_What you will do_
Search the material below for lines containing the string "rough", and copy every one you find.

_Records for this exercise_
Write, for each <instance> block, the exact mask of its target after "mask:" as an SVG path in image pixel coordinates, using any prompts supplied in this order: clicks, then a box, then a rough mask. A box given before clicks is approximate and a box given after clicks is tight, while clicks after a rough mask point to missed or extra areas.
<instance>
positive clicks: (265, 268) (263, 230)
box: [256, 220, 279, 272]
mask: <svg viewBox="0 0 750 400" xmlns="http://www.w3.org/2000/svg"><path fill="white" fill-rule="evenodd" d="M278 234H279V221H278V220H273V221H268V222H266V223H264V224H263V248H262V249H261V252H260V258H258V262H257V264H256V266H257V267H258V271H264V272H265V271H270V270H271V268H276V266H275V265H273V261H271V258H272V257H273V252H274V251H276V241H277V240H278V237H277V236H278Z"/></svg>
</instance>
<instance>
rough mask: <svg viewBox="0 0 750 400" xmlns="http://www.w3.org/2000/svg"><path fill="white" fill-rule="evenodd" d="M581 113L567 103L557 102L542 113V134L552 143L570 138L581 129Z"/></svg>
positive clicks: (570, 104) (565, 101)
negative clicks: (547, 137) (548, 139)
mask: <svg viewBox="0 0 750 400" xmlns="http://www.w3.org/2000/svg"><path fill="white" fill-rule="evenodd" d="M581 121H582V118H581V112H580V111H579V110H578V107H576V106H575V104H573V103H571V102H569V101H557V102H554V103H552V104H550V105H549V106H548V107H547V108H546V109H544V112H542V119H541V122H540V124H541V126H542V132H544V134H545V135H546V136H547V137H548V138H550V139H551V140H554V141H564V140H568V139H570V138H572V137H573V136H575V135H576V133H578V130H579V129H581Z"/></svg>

_Solved exercise_
Write, for each <instance> block, the exact mask of its target after "mask:" as an SVG path in image pixel coordinates, using any prompts supplied in this order: clicks, then a box, then a rough mask. A box given before clicks is approximate and a box given after clicks is tight, while clicks after a rough mask point to missed or extra areas.
rough mask: <svg viewBox="0 0 750 400" xmlns="http://www.w3.org/2000/svg"><path fill="white" fill-rule="evenodd" d="M581 113L567 103L557 102L542 113V134L552 143L570 138L581 129Z"/></svg>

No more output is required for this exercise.